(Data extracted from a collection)
=-=-=

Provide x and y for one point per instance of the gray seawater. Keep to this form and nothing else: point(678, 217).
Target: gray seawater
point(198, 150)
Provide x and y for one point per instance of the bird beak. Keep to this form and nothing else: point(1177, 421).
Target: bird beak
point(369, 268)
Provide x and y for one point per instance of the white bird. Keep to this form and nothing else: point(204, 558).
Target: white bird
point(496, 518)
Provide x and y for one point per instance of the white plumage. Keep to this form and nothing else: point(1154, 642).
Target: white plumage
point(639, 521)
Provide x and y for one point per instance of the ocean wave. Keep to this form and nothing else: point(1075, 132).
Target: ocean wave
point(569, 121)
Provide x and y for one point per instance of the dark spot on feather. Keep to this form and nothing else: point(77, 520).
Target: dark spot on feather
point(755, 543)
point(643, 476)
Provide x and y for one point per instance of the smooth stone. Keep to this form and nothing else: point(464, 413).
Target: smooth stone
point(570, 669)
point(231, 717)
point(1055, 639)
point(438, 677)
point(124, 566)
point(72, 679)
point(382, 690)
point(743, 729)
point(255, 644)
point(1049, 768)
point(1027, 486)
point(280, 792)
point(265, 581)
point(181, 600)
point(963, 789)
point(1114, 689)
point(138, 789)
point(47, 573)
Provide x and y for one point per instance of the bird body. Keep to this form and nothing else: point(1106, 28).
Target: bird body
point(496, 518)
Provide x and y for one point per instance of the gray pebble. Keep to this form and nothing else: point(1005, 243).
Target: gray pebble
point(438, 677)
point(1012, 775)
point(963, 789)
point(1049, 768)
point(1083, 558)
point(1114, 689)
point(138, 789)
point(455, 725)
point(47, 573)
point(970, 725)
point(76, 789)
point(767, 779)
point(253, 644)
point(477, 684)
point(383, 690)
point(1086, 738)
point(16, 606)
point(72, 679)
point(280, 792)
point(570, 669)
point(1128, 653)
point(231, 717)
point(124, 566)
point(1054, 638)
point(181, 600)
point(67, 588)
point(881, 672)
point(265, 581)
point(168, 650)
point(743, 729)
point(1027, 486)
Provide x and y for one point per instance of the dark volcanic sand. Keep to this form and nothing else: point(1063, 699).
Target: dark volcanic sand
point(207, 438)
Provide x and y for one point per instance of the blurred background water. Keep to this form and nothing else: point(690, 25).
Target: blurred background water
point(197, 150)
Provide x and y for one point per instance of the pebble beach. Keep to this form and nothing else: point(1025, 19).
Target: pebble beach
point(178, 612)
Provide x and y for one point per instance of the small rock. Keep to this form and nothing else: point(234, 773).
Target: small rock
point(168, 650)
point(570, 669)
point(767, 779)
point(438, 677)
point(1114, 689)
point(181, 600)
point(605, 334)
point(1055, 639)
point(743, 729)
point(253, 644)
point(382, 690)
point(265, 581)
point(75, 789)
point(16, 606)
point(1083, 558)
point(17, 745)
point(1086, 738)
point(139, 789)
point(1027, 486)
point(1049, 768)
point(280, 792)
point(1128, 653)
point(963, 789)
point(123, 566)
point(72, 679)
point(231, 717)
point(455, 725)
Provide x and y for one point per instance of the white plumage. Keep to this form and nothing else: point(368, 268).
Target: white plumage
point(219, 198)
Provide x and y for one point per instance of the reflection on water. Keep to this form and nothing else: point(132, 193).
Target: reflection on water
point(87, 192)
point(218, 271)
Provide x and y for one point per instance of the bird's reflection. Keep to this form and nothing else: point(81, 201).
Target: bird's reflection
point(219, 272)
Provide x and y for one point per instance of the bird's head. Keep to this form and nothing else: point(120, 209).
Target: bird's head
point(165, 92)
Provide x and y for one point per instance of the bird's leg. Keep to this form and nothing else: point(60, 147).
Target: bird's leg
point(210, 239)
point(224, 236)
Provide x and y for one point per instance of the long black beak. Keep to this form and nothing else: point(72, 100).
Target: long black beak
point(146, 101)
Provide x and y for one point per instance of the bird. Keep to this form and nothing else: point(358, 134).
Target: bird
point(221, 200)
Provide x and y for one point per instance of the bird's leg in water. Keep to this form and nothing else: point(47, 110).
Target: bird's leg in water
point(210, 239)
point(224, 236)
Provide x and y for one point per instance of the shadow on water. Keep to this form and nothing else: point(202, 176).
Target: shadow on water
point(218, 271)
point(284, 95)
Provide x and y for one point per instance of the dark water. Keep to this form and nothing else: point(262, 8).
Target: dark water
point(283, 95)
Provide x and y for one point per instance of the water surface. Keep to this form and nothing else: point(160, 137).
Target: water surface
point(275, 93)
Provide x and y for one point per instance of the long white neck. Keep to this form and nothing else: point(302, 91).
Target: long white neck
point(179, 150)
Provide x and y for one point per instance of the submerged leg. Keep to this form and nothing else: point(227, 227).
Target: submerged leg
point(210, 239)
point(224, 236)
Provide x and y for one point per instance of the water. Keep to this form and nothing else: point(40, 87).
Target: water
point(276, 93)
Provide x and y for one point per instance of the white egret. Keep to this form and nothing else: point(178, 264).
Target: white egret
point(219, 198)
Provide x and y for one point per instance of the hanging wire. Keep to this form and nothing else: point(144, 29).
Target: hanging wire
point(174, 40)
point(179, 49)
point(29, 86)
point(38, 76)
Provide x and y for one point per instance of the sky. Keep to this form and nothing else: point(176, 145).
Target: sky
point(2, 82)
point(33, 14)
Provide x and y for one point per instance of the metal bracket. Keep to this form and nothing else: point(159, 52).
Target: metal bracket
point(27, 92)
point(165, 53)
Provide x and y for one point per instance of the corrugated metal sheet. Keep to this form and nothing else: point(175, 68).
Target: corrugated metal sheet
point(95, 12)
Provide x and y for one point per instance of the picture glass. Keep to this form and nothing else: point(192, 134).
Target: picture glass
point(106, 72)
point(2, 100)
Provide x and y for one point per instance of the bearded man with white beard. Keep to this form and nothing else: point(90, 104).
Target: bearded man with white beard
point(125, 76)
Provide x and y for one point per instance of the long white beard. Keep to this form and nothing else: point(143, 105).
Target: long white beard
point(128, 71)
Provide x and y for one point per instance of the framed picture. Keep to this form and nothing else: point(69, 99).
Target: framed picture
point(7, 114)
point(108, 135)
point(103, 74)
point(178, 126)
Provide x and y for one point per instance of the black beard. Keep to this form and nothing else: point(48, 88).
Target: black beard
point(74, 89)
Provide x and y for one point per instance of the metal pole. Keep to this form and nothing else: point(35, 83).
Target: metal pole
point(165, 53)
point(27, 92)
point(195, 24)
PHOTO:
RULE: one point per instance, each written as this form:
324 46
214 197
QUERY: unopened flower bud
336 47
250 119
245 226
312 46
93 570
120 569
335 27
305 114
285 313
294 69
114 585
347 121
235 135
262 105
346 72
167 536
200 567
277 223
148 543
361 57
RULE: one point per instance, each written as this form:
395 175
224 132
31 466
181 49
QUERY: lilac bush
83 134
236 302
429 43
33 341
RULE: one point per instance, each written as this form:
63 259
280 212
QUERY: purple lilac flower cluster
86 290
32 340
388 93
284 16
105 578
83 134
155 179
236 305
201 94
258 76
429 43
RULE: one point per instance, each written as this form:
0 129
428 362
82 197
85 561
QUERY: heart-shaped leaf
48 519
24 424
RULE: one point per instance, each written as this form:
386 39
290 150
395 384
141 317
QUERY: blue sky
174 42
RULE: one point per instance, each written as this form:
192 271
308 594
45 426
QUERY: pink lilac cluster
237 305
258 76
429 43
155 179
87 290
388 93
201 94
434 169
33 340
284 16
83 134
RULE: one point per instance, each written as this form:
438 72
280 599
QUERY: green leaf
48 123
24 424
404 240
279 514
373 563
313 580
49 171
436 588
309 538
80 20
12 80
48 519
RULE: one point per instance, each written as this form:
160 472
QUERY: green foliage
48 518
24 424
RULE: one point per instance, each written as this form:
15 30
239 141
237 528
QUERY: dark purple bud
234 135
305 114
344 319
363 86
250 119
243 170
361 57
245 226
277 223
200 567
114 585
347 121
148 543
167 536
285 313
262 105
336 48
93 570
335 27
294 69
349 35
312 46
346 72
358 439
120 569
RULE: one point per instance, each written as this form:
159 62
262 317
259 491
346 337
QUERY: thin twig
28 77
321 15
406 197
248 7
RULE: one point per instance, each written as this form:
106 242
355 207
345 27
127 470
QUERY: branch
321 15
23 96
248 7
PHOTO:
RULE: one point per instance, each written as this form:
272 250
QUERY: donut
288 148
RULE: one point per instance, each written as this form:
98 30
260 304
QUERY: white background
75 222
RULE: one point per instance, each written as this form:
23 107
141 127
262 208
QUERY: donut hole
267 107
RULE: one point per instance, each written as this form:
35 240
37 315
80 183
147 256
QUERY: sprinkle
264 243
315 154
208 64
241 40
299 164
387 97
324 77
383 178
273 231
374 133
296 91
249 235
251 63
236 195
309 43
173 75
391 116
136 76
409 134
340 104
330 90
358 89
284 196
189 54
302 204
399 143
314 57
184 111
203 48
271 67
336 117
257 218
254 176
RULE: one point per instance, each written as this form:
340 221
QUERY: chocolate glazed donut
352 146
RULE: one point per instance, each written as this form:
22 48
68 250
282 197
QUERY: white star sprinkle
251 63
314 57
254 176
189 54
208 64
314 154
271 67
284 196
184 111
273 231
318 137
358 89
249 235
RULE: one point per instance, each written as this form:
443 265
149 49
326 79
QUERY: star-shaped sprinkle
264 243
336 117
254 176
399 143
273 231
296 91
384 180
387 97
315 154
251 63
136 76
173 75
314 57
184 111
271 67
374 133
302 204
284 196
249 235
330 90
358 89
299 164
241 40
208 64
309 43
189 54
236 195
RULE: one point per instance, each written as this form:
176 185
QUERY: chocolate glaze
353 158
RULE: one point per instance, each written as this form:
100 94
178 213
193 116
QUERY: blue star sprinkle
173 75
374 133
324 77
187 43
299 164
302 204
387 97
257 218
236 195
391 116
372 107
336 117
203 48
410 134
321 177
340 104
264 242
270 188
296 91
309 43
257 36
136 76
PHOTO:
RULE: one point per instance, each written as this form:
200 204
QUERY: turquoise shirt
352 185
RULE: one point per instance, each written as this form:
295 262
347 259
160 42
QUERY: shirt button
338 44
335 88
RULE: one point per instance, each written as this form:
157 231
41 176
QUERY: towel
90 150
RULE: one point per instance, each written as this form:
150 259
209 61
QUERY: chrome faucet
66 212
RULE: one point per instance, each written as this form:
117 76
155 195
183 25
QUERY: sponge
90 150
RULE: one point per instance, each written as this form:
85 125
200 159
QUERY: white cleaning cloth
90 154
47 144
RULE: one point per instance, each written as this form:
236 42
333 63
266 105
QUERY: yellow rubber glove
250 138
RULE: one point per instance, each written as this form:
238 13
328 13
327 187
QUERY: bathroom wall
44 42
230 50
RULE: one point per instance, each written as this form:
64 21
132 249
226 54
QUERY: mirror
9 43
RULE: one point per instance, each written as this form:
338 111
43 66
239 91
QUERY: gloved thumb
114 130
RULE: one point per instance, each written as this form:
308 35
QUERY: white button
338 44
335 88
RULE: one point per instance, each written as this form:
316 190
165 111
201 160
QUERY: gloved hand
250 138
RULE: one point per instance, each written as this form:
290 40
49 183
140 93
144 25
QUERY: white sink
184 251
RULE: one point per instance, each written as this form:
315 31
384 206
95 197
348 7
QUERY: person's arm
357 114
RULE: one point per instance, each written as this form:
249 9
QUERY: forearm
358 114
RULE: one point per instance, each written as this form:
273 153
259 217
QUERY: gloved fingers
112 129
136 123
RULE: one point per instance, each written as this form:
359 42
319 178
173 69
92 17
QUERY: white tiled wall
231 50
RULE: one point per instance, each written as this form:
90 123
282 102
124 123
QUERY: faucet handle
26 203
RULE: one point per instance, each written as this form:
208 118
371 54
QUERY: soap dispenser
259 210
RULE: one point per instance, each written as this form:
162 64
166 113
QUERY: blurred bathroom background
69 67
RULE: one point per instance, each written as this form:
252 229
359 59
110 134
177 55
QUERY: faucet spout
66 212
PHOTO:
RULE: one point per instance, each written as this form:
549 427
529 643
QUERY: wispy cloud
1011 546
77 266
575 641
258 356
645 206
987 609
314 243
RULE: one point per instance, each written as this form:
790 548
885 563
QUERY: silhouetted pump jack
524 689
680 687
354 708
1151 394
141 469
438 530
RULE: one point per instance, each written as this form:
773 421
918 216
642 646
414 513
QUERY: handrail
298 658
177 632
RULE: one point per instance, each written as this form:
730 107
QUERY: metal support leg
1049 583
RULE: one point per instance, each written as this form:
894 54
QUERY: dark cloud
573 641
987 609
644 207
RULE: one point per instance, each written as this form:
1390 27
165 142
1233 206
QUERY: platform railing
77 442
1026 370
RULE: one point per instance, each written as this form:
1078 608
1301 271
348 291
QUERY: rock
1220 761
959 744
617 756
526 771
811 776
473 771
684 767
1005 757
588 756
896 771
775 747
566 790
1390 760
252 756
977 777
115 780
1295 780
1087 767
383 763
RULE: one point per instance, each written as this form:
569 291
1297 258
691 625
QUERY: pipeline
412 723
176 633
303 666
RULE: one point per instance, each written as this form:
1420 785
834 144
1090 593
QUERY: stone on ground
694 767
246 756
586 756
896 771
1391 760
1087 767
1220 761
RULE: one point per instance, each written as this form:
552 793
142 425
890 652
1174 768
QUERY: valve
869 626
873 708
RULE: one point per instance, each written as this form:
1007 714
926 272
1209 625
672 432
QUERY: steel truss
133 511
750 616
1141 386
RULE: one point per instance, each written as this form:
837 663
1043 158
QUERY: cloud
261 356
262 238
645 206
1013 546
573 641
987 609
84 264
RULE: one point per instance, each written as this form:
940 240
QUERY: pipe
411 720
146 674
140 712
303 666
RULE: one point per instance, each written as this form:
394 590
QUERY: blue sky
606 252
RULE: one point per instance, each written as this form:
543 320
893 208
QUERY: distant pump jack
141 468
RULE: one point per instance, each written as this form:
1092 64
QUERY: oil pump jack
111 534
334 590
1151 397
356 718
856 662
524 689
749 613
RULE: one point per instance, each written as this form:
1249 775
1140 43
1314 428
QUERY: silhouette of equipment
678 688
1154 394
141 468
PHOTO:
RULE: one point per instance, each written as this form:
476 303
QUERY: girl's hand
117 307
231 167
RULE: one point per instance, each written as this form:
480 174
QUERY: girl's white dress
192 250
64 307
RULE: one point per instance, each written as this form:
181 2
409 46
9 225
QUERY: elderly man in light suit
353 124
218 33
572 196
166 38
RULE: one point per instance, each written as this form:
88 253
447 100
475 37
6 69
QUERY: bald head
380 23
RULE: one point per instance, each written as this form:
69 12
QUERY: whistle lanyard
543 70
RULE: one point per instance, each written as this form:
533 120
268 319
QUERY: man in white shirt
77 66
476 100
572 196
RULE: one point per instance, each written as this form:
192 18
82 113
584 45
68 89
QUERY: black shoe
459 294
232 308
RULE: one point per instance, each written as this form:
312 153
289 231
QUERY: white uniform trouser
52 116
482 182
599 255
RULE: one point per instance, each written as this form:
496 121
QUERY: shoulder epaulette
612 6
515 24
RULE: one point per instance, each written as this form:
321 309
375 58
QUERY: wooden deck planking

=-=-=

Exact reproduction is required. Give the lines of the data from its first line through the line containing "else: point(464, 413).", and no others.

Provide x and y for one point per instance of the gray seawater. Keep to this form and nothing else: point(678, 217).
Target: gray seawater
point(198, 150)
Provide x and y for one point per instance of the bird beak. Keep to this form and nothing else: point(1177, 421).
Target: bird beak
point(369, 268)
Provide x and y for one point per instance of the white bird. Keep to this form and nothing else: point(204, 558).
Target: white bird
point(496, 518)
Provide x and y for one point per instance of the white plumage. Keep to this form and nothing else: point(1154, 642).
Target: white plumage
point(639, 521)
Provide x and y for one point per instance of the ocean wave. Keep to this form and nothing else: point(1075, 132).
Target: ocean wave
point(569, 121)
Provide x and y for one point per instance of the dark spot on feather. Keep to this form and nothing else: point(77, 520).
Target: dark spot on feather
point(755, 543)
point(643, 476)
Provide x and y for one point per instance of the smooth stone. Keep to this form and nothing else: point(464, 413).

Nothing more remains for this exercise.